--- start of DATA FOR THIS TASK ---

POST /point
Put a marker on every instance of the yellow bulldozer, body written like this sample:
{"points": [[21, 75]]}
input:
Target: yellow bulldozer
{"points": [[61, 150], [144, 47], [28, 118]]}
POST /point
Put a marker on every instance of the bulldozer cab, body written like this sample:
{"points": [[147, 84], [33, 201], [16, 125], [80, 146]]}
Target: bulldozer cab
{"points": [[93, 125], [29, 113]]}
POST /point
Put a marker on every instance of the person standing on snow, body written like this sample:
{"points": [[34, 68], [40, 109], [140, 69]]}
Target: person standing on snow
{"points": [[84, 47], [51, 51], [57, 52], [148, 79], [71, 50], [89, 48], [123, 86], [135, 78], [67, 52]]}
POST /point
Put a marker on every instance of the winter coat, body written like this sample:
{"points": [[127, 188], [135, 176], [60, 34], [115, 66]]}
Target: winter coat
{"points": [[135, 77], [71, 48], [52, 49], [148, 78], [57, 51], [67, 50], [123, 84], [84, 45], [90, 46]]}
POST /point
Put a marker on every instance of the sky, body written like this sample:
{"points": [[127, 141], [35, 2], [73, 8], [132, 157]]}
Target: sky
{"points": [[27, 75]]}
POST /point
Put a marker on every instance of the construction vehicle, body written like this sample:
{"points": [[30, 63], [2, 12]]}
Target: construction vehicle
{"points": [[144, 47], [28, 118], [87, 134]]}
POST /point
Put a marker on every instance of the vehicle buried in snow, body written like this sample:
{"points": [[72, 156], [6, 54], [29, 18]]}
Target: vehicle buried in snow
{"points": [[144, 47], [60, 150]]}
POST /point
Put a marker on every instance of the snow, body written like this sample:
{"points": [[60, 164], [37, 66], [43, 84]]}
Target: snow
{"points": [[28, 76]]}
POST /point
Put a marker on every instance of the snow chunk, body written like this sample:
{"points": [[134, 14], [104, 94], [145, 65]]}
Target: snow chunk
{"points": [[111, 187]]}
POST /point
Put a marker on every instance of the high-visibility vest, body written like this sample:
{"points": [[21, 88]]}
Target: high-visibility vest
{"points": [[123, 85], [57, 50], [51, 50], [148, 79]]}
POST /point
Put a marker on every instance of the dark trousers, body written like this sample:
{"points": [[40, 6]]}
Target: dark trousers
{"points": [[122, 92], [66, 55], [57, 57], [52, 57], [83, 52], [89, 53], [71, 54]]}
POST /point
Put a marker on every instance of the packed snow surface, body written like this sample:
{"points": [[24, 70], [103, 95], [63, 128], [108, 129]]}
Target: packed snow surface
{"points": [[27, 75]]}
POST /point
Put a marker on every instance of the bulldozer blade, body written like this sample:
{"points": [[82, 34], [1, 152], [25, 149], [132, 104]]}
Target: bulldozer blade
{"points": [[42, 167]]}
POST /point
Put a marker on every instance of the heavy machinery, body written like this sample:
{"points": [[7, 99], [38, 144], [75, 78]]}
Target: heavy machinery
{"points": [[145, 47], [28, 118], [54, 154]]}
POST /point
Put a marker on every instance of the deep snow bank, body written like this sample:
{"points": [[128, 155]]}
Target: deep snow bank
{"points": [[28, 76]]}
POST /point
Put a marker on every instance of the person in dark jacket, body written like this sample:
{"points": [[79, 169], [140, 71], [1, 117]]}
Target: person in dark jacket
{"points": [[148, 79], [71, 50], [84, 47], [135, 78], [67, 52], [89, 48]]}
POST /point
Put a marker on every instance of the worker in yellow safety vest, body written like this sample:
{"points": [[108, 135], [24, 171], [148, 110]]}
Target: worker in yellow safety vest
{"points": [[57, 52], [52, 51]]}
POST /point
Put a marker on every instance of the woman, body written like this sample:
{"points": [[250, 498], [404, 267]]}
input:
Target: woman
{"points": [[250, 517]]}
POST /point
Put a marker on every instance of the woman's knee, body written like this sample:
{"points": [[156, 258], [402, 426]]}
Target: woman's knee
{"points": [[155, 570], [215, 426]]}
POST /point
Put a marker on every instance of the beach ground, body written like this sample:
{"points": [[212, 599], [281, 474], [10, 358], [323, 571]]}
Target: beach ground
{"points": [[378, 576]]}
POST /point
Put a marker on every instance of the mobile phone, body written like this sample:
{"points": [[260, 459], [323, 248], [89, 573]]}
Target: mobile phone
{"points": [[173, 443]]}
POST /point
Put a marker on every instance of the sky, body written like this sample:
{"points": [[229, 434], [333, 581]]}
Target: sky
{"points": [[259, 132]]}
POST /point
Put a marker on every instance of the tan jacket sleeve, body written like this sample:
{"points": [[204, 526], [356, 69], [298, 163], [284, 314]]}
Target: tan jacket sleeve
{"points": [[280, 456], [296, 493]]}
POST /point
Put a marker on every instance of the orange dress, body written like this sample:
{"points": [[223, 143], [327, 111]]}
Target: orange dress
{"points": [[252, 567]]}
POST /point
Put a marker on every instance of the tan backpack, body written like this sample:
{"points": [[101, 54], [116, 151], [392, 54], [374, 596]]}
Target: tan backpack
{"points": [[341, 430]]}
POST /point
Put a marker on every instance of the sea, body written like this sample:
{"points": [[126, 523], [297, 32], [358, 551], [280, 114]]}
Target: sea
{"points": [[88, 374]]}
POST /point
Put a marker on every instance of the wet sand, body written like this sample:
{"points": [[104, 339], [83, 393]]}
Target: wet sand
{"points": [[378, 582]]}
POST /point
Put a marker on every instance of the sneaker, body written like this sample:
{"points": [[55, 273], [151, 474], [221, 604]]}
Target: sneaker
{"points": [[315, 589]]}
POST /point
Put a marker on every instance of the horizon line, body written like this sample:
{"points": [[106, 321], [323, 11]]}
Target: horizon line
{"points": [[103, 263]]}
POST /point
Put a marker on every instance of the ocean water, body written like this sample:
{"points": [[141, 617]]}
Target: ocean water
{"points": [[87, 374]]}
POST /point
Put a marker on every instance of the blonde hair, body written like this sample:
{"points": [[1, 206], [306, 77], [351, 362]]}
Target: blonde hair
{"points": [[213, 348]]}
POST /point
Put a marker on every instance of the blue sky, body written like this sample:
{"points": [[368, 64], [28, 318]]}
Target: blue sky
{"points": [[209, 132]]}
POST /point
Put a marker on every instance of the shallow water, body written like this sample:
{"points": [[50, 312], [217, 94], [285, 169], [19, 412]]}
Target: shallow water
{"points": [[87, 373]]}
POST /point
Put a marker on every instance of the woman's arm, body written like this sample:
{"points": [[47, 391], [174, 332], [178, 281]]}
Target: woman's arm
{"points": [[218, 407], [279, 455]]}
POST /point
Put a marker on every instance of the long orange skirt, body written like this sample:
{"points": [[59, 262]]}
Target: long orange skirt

--- end of DATA FOR THIS TASK ---

→ **DIRECTIONS**:
Please identify each line in the records that contains the word "dark" and copy those lines.

→ **SOLUTION FOR THIS EXERCISE**:
Put a marker on every instance of the dark trousers, body written like this sample:
Target: dark trousers
Put a marker on every instance of the person in dark jacket, body written like this sample:
Target: person in dark jacket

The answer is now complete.